__BRANO DI LETTURA__

--------

Le varietà di queste
acque miracolose sono delle più varie: vi rientrano, a mo’ di esempio, stampanti
treddì, aumenti di spesa, vivisezioni di cani, dazi e barriere all’immigrazione.
Il rimedio per eccellenza, quello proposto in gran pompa da ormai tutta la
casta, consiste nell’abbandono della moneta unica europea, per ritornare alla
compianta Lira. Al lato “destro” dello schieramento, si propone un uscita
“tout-court” dalla moneta unica. Alla sinistra del PD, si vuole qualcosa di più
discreto, ovvero uscire solo dai trattati che limitano la possibilità di spesa.
Solo riacquistando la possibilità di spesa illimitata, si può ridare benessere
ai cittadini. Il MoViMento di Grillo cerca, come al solito, di tenere il piede
in due scarpe, e propone una via di mezzo ai due.

--------

__ELENCO DEI COMPITI__
1 – Nel brano sulla moneta unica, che cosa propone il lato destro dello schieramento?
2 – Ripeti per favore dal brano sulla moneta unica tutto ciò che va da "Le varietà di" giù fino a "mezzo ai due.".
3 – Prosegui il brano sulla moneta unica, ripartendo subito dopo la sua ultima frase.

Righe per l'etichettatura delle posizioni
--------

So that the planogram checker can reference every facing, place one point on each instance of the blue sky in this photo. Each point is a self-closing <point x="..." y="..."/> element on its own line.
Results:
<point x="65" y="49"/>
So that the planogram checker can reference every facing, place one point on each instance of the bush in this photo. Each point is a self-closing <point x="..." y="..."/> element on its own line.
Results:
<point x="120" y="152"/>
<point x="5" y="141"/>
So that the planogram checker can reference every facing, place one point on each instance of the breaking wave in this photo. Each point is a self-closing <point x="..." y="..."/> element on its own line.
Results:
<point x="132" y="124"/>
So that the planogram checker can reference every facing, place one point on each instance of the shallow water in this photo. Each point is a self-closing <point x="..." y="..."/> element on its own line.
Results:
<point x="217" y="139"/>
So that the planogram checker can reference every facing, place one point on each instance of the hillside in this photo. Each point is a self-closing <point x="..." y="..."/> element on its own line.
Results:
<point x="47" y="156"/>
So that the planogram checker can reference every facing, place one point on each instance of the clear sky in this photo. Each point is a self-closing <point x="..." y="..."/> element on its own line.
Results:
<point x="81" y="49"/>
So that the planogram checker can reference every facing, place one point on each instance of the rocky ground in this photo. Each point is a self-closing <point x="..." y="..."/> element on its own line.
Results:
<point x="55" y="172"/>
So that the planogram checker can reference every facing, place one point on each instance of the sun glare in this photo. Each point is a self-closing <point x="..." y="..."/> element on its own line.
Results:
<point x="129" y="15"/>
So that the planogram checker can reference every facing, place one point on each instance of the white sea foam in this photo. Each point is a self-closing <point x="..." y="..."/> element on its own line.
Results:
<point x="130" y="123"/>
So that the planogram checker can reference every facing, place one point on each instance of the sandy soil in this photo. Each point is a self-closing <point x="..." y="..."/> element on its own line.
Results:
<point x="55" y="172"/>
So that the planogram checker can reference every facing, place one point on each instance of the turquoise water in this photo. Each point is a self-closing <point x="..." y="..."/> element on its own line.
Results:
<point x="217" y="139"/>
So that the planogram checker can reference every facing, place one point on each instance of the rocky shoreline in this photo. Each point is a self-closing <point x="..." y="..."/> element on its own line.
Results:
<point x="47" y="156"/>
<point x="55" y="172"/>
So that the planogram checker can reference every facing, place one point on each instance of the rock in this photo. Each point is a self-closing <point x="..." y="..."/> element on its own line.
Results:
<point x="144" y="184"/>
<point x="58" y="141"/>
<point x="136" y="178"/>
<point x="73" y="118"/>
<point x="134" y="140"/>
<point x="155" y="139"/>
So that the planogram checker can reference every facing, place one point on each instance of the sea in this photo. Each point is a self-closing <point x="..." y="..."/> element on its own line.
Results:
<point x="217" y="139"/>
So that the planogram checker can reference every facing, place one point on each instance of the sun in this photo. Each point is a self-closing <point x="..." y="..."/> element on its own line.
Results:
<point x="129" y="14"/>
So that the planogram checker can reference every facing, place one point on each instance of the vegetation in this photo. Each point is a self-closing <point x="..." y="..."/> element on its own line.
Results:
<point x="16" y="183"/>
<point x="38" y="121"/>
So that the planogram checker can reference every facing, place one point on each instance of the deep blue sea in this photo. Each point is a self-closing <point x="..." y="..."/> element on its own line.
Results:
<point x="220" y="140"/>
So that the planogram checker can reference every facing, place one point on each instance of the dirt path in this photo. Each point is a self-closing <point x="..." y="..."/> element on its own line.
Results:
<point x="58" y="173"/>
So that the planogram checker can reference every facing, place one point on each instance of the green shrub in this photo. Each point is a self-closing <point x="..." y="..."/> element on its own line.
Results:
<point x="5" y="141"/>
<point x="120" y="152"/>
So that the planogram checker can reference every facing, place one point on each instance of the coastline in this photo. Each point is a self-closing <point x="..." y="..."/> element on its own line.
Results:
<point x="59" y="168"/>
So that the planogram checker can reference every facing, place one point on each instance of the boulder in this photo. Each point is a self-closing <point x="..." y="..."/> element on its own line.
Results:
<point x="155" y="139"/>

--------

__RISPOSTE AI COMPITI__
1 – Un'uscita tout-court dalla moneta unica.

2 –
Le varietà di queste
acque miracolose sono delle più varie: vi rientrano, a mo’ di esempio, stampanti
treddì, aumenti di spesa, vivisezioni di cani, dazi e barriere all’immigrazione.
Il rimedio per eccellenza, quello proposto in gran pompa da ormai tutta la
casta, consiste nell’abbandono della moneta unica europea, per ritornare alla
compianta Lira. Al lato “destro” dello schieramento, si propone un uscita
“tout-court” dalla moneta unica. Alla sinistra del PD, si vuole qualcosa di più
discreto, ovvero uscire solo dai trattati che limitano la possibilità di spesa.
Solo riacquistando la possibilità di spesa illimitata, si può ridare benessere
ai cittadini. Il MoViMento di Grillo cerca, come al solito, di tenere il piede
in due scarpe, e propone una via di mezzo ai due.

3 –
In questo articolo non
voglio discutere se l’abbandono dell’euro sarebbe conveniente o meno, tema gia
ampiamente discusso su questo ed altri blog. Più che altro, mi interessa
discutere una particolare proposizione della vulgata populista di cui sopra:
uscire dall’euro è davvero un bene per il
popolo, per l’italiano medio? Cerchiamo di capire perché la
casta, nella sua interezza, volle entrare nell’euro ad inizio anni novanta e
perché, nella sua interezza, voglia uscirne ora.
Ad inizio anni ’90,
l’Italia sta affrontando una importante crisi, che sfocerà con l’uscita del
paese dallo SME. Le incertezze sul futuro economico del paese, che aveva finanziato
la sua crescita negli anni precedenti creando uno dei debiti più consistenti
del pianeta, avevano portato un’impennata al livello dei tassi di interesse reali che gli investitori richiedevano
per acquistare titoli di stato Italiani. Da un lato, vi erano grossi dubbi sul
fatto che l’Italia fosse in grado di contenere la sua spesa pubblica:
dall’altro, si temeva che il governo avrebbe giocato sulla leva del cambio e
dell’inflazione per ridurre il valore del proprio debito. Il grafico sotto
mostra il problema: le aspettative degli investitori si stavano auto-avverando,
e l’Italia, dal ‘91 al ’96, paga tassi di interessi a reali a dieci anni fra il
5 e l’8%. Una situazione non sostenibile nel medio periodo.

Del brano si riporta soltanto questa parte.